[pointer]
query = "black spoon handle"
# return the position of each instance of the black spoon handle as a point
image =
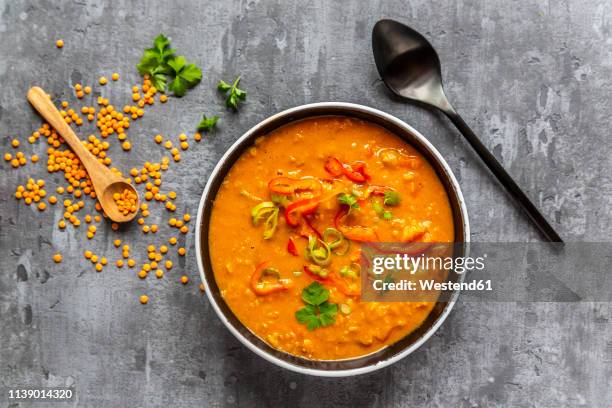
(503, 176)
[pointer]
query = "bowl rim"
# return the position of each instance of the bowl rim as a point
(207, 190)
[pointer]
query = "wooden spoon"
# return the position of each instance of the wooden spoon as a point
(105, 182)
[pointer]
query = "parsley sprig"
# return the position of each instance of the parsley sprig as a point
(168, 70)
(318, 312)
(235, 94)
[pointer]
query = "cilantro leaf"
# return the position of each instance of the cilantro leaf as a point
(207, 124)
(327, 313)
(381, 212)
(392, 198)
(177, 63)
(235, 96)
(350, 200)
(318, 312)
(186, 75)
(223, 86)
(162, 66)
(315, 294)
(155, 57)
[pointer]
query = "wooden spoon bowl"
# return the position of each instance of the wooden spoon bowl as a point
(104, 181)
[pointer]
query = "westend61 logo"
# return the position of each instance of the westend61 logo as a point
(418, 271)
(486, 271)
(413, 264)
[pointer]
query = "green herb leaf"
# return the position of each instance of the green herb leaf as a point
(392, 198)
(315, 294)
(348, 199)
(318, 312)
(155, 57)
(162, 67)
(186, 75)
(235, 95)
(207, 124)
(327, 313)
(177, 63)
(223, 86)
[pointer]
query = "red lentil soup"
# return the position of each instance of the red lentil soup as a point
(287, 225)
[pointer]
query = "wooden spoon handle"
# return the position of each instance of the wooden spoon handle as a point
(43, 104)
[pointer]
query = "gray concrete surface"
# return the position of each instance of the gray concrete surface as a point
(534, 80)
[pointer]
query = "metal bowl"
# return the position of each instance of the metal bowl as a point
(327, 368)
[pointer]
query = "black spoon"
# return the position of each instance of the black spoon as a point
(410, 67)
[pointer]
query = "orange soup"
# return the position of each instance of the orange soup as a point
(288, 222)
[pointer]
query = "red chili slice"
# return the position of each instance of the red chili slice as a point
(355, 172)
(291, 248)
(288, 185)
(262, 289)
(300, 207)
(334, 166)
(379, 190)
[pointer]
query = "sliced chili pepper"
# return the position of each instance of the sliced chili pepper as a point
(265, 288)
(288, 185)
(291, 248)
(356, 172)
(379, 190)
(334, 166)
(300, 207)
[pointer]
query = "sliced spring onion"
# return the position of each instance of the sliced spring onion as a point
(317, 251)
(317, 270)
(332, 237)
(353, 270)
(262, 211)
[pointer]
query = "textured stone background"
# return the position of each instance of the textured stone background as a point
(532, 78)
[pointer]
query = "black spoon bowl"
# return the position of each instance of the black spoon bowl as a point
(410, 67)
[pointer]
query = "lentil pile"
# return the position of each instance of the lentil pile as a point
(76, 189)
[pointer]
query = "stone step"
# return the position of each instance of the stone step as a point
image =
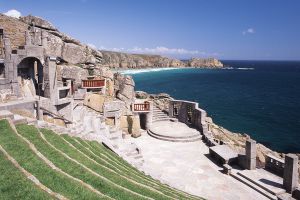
(253, 186)
(6, 114)
(18, 119)
(260, 185)
(175, 139)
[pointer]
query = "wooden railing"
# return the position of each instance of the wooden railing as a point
(93, 83)
(141, 106)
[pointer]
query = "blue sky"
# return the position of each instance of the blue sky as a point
(226, 29)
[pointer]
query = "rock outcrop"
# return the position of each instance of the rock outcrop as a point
(124, 89)
(125, 60)
(204, 62)
(68, 49)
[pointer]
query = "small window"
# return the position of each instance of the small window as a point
(2, 70)
(175, 109)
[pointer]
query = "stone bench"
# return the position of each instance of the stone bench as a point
(227, 169)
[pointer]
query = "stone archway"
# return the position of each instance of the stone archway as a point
(30, 77)
(143, 121)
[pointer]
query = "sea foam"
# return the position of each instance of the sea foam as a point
(138, 71)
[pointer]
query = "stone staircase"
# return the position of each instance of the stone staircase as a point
(265, 189)
(191, 138)
(16, 119)
(90, 125)
(159, 115)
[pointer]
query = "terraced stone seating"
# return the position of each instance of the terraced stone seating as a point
(65, 167)
(173, 132)
(159, 115)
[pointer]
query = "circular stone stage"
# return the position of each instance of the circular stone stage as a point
(174, 132)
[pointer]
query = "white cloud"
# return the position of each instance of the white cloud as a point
(13, 13)
(164, 50)
(249, 31)
(157, 50)
(92, 46)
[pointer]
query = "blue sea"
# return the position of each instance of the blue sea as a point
(259, 98)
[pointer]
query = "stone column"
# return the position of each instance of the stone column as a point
(251, 154)
(39, 111)
(148, 120)
(27, 38)
(44, 39)
(290, 173)
(171, 103)
(7, 48)
(50, 80)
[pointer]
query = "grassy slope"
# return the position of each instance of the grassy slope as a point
(14, 184)
(92, 155)
(57, 182)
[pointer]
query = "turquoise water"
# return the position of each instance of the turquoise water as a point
(259, 98)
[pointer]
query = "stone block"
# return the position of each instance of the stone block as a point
(94, 101)
(250, 154)
(290, 174)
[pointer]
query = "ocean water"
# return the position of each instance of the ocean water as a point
(259, 98)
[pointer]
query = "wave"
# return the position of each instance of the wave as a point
(246, 68)
(138, 71)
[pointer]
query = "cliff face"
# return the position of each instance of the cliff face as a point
(208, 62)
(72, 51)
(59, 44)
(125, 60)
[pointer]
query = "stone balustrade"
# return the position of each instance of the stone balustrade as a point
(141, 107)
(274, 165)
(91, 84)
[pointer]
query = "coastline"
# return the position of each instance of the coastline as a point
(235, 138)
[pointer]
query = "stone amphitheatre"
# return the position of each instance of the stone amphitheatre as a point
(71, 128)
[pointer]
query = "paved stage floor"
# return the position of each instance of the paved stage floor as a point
(185, 166)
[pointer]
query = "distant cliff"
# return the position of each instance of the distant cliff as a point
(126, 60)
(73, 52)
(206, 62)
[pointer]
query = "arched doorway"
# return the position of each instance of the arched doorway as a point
(143, 121)
(30, 77)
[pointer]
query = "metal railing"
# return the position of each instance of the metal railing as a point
(92, 83)
(141, 106)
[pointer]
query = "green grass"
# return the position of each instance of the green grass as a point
(105, 169)
(102, 154)
(99, 168)
(57, 182)
(72, 168)
(14, 184)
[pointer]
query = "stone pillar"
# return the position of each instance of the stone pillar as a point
(44, 39)
(251, 154)
(50, 80)
(7, 48)
(171, 103)
(27, 38)
(290, 173)
(39, 112)
(148, 120)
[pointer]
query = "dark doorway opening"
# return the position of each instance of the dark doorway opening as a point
(2, 70)
(143, 119)
(31, 77)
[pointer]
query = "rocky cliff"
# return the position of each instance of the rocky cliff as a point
(72, 51)
(68, 49)
(204, 62)
(125, 60)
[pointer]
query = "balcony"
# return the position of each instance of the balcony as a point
(141, 107)
(93, 84)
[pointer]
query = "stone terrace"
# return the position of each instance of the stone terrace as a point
(186, 166)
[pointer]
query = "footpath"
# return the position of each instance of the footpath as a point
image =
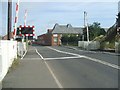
(30, 73)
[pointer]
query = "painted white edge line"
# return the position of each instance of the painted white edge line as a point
(86, 57)
(55, 78)
(94, 51)
(24, 54)
(61, 58)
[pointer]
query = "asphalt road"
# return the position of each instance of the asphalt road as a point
(61, 67)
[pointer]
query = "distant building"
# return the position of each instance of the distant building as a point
(53, 36)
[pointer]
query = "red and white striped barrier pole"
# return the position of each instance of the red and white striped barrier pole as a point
(16, 18)
(25, 17)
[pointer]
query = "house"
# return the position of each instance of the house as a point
(53, 36)
(6, 37)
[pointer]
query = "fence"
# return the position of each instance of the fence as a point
(91, 45)
(8, 52)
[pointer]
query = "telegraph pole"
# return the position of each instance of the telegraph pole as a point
(86, 24)
(9, 18)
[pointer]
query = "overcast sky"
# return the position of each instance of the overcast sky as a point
(44, 15)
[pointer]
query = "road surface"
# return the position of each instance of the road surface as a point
(62, 67)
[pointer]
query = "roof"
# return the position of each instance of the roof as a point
(66, 29)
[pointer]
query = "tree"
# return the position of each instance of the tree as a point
(95, 30)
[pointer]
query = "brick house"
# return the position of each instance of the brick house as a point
(5, 37)
(53, 36)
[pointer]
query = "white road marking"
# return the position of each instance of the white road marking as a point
(94, 51)
(61, 58)
(55, 78)
(32, 59)
(86, 57)
(24, 55)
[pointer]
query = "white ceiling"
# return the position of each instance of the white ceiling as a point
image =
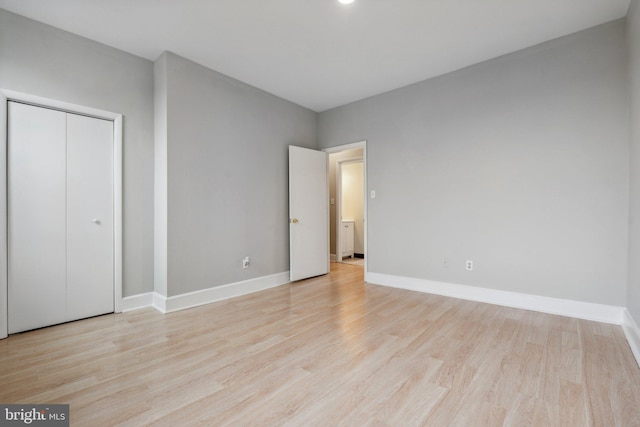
(319, 53)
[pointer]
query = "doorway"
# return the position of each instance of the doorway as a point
(347, 189)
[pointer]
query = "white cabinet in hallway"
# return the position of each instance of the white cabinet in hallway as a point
(60, 217)
(347, 236)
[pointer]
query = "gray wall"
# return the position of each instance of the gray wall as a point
(227, 177)
(40, 60)
(519, 164)
(633, 31)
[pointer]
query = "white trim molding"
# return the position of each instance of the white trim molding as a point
(205, 296)
(136, 302)
(632, 333)
(578, 309)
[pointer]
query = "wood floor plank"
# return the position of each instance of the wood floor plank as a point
(329, 351)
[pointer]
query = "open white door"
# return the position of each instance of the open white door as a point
(308, 213)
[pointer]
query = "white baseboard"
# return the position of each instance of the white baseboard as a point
(578, 309)
(632, 332)
(136, 302)
(218, 293)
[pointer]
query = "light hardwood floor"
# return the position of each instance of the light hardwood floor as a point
(329, 351)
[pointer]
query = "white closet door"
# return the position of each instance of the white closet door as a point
(36, 217)
(89, 217)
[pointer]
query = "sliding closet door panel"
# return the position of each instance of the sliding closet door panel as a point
(89, 217)
(36, 217)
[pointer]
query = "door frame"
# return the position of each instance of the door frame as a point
(9, 95)
(337, 149)
(338, 204)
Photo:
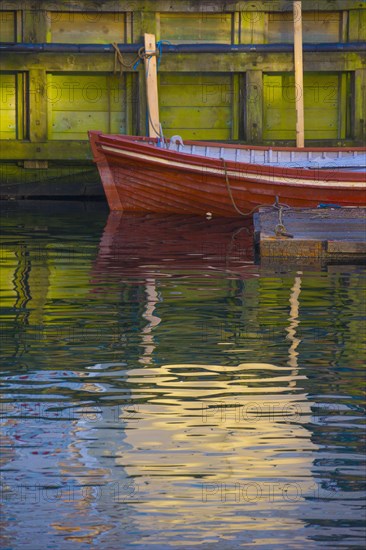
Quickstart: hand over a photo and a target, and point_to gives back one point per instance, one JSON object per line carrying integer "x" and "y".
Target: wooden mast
{"x": 299, "y": 74}
{"x": 151, "y": 85}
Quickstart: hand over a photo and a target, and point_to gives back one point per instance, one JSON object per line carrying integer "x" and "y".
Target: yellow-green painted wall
{"x": 49, "y": 101}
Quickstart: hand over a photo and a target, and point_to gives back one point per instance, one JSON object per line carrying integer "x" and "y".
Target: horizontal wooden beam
{"x": 228, "y": 62}
{"x": 202, "y": 6}
{"x": 51, "y": 150}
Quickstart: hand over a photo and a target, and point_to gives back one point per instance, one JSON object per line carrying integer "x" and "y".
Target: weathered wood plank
{"x": 38, "y": 105}
{"x": 196, "y": 27}
{"x": 184, "y": 5}
{"x": 325, "y": 234}
{"x": 87, "y": 28}
{"x": 7, "y": 26}
{"x": 254, "y": 106}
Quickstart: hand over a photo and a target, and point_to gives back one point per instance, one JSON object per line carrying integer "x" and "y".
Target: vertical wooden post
{"x": 299, "y": 74}
{"x": 151, "y": 86}
{"x": 254, "y": 106}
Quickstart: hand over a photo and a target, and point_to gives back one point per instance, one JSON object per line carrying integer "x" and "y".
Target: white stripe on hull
{"x": 236, "y": 174}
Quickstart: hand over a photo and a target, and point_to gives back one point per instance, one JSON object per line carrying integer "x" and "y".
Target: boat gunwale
{"x": 143, "y": 144}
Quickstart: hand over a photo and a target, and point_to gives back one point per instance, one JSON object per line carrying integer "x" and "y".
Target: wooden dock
{"x": 311, "y": 235}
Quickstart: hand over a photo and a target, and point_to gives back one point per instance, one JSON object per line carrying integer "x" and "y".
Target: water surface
{"x": 161, "y": 390}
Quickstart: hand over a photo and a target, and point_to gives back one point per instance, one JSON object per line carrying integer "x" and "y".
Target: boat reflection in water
{"x": 210, "y": 447}
{"x": 162, "y": 390}
{"x": 143, "y": 244}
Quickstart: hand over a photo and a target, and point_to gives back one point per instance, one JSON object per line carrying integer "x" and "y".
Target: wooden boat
{"x": 140, "y": 174}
▬▬▬
▸ **ABOUT THIS TASK**
Using the records above, pull out each line where the word "ceiling" occurs.

▸ **WRITTEN ANSWER**
query = "white ceiling"
# return the position of each instance of the white ceiling as a point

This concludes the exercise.